#### [DOCUMENT]
----

The good and bad news of this revelation: Hive doesn’t run queries the way an RDBMS does. It's a long story, but I spent an 80-plus-hour workweek personally tuning Hive. Needless to say, my head won't quit buzzing. So for your benefit, here are a few suggestions to make your next Hive project go a little bit faster than mine did.

1. Don’t use MapReduce

Whether you believe in Tez, Spark or Impala, don’t believe in MapReduce. It is slow on its own, and it's really slow under Hive. If you’re on Hortonwork’s distribution, you can throw set hive.execution.engine=tez at the top of a script. On Cloudera, use Impala. Hopefully, soon you can set hive.execution.engine=spark when Impala isn’t appropriate.

2. Don’t do string matching in SQL

Ever! Especially in Hive. If you stick a like string match where a clause should be, you'll generate a cross-product warning. If you have a query that runs in seconds, with string matching it will take minutes. Your best alternative is to use one of many tools that allow you to add search to Hadoop. Look at Elasticsearch’s Hive integration or Lucidwork’s integration for Solr. Also, there's Cloudera Search. RDBMSes were never good at this, but Hive is worse.

3. Don't do a join on a subquery

You're better off creating a temporary table, then joining against the temp table instead of asking Hive to be smart about how it handles subqueries. Meaning don't do this:

select a.* from something a inner join (select ... from somethingelse union b select ... from anotherthing c) d on a.key1 = d.key1 and a.key2 = b.key2 where a.condition=1

Instead, do this:

create var_temp as select ... from somethingelse b union select ... from anotherthing c and then select a.* from something a inner join from var_temp b where a.key1=b.key1 and a.key2=b.key2 where a.condition=1

It really shouldn’t be tons faster at this point in Hive’s evolution, but it is, generally.

----

#### [ENTRIES SUPPLIED]

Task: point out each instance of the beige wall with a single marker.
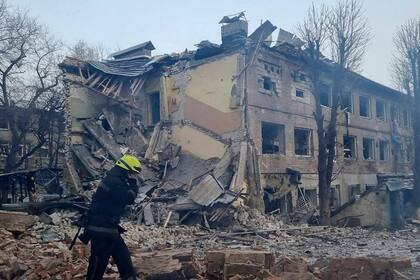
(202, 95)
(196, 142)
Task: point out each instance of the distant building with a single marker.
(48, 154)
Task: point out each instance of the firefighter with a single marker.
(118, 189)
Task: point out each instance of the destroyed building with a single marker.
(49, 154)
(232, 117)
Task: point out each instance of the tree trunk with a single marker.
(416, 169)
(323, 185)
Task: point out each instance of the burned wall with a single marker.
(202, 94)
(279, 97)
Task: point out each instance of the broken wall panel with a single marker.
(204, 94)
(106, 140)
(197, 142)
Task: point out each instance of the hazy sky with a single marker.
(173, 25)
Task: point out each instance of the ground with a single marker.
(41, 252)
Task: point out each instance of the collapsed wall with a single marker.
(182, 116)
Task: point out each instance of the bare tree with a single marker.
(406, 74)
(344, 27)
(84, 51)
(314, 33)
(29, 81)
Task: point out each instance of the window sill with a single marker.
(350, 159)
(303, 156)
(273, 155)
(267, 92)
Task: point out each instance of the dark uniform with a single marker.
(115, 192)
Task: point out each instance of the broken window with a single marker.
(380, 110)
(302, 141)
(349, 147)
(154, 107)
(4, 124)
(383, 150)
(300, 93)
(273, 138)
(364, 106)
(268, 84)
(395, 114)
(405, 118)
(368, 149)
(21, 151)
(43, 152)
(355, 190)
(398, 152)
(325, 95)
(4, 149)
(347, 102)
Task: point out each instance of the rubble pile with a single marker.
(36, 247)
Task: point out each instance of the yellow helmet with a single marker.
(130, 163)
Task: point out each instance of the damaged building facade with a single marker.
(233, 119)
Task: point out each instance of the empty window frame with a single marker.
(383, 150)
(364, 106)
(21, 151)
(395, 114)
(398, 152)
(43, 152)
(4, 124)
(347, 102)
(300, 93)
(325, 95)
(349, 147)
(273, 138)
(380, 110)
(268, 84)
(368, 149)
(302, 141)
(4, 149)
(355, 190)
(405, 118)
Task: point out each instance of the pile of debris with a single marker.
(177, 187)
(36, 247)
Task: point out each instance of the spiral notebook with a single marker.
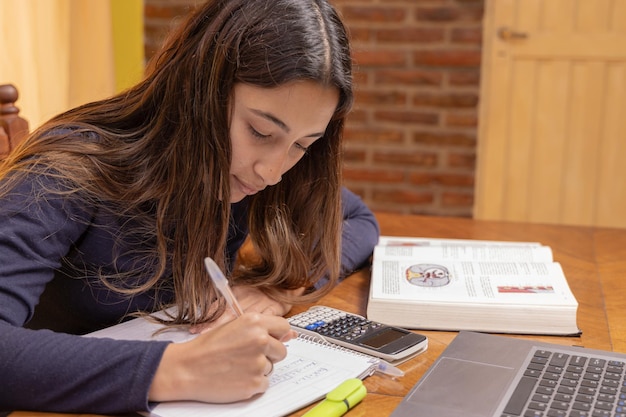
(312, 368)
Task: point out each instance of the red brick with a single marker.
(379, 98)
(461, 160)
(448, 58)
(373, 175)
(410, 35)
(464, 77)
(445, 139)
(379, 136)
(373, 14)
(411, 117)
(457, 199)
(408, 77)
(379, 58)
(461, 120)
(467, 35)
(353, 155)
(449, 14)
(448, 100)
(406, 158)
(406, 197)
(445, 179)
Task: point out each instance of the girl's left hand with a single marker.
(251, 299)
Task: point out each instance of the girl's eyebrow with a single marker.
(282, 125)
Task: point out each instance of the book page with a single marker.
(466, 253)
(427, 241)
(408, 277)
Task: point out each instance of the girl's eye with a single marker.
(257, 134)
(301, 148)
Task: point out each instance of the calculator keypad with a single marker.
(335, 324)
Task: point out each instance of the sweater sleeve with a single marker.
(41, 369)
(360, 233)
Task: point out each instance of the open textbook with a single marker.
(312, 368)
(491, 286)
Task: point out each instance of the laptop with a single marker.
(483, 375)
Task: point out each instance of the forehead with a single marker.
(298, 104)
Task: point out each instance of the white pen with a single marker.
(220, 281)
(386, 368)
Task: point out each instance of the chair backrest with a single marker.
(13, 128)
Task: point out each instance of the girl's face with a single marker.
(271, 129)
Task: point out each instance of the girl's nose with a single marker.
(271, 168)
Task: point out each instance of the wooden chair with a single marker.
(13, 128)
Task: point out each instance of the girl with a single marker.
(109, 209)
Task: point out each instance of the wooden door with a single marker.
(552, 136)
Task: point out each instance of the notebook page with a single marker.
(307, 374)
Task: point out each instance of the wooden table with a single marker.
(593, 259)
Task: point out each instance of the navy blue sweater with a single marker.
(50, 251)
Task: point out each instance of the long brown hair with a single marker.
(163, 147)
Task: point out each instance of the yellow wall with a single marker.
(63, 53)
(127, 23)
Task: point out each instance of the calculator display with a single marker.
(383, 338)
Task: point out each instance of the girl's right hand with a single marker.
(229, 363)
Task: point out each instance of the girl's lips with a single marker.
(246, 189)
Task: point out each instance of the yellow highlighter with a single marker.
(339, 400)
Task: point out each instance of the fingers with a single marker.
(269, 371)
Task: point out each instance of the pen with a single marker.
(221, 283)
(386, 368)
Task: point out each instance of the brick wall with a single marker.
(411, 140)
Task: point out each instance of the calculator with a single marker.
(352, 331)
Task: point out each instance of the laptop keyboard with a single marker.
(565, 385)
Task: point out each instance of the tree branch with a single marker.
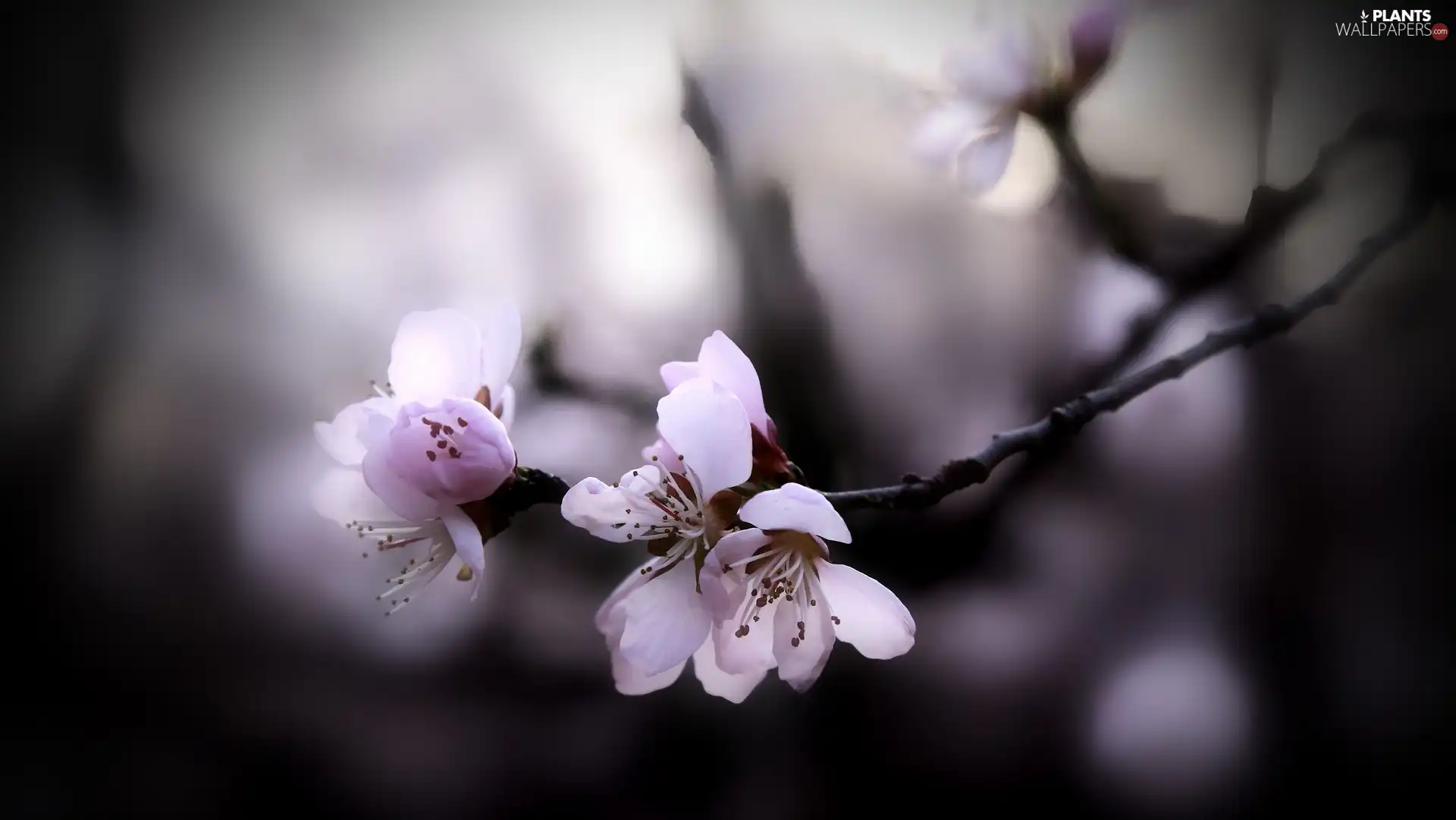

----

#### [TASK STATEMENT]
In the text on tuning Hive, what command does the author suggest putting at the top of a script on Hortonworks' distribution?

#### [REPLY TO THE TASK]
set hive.execution.engine=tez